Alıntı metin =
****
1163 sayılı Kooperatifler Kanunun 62/3 maddesine göre yönetim kurulu üyeleri ve kooperatif memurları, kendi kusurlarından ileri gelen zararlardan sorumludurlar.
6102 sayılı TTK’ nın 553 maddesine göre de, kurucular, yönetim kurulu üyeleri, yöneticiler ve tasfiye memurları, kanundan ve esas sözleşmeden doğan yükümlülüklerini kusurlarıyla ihlal ettikleri takdirde, hem şirkete hem pay sahiplerine hem de şirket alacaklılarına karşı verdikleri zarardan sorumludurlar.
Davacı kooperatif tarafından, dava dilekçesinde gösterilen sebeplerle kooperatifin zarara uğradığı gerekçesiyle, kooperatifin yönetim ve denetim kurulu üyeleri olan davalılar aleyhine dava açılmıştır.
Taraflar arasındaki uyuşmazlık, davacı kooperatif ile dava dışı … Limited Şirketi arasında imzalanan 25/12/2012 tarihli sözleşmenin geçersiz olup olmadığı, sözleşme ile yükleniciye verilen taşınmazların gerçek değerinin altında belirlenip belirlenmediği, sözleşme gereğince teminat alınıp alınmadığı, sözleşmenin kooperatif aleyhine yapılıp yapılmadığı, çekilen kredilerin kooperatif hesabına kullanıp kullanılmadığı, … Limited Şirketine yapılan Ssk ve vergi ödemelerinin avans olarak ödenip ödenmediği, kooperatife hesaplarında açık olup olmadığı, iddia edilen eylemlerden kooperatifin zarar görüp görmediği, varsa zararın miktarı ve davalıların bu zarardan sorumlu olup olmadığı konusundan kaynaklanmaktadır.
****
Görevler ve alıştırmalar =
A) Alıntı metne göre davacı kooperatif ile dava dışı limited şirketi arasındaki sözleşme hangi tarihlidir?
B) Lütfen "outline" dizesini içeren bütün satırları ayıklayın. Büyük ve küçük harf ayrımı dikkate alınmalıdır.
Alıntı metin ile satırlar birbirinden bağımsızdır.

(Bir koleksiyondan saklanan öğeler)
****
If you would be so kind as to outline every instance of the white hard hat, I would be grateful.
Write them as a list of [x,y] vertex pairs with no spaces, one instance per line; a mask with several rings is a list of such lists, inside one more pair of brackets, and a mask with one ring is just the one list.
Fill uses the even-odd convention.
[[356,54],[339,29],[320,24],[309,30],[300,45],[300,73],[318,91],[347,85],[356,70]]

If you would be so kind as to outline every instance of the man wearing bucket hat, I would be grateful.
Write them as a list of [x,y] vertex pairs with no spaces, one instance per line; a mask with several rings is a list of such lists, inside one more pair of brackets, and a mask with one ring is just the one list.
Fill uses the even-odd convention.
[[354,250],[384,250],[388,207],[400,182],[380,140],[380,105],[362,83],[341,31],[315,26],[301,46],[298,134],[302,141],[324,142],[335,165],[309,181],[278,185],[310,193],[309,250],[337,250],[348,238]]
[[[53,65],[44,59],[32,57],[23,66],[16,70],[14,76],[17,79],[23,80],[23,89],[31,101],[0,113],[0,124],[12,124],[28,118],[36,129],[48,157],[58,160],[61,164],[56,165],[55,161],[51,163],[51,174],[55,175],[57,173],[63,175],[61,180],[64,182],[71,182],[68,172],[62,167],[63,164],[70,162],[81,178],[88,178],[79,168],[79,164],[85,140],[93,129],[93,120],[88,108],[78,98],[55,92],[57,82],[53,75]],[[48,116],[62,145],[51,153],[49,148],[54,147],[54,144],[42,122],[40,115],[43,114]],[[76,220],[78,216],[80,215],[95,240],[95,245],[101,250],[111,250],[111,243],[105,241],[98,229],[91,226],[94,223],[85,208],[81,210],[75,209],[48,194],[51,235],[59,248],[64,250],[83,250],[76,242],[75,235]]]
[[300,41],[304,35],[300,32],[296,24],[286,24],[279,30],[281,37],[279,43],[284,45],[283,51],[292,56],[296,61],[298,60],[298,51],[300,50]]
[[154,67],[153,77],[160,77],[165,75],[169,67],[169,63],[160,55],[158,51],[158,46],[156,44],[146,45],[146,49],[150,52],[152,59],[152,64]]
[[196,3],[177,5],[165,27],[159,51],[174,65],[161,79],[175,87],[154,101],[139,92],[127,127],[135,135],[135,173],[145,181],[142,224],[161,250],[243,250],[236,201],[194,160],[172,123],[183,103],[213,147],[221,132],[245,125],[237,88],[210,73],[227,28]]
****
Yanıt listesi =
A) 25/12/2012

B)
If you would be so kind as to outline every instance of the white hard hat, I would be grateful.
If you would be so kind as to outline every instance of the man wearing bucket hat, I would be grateful.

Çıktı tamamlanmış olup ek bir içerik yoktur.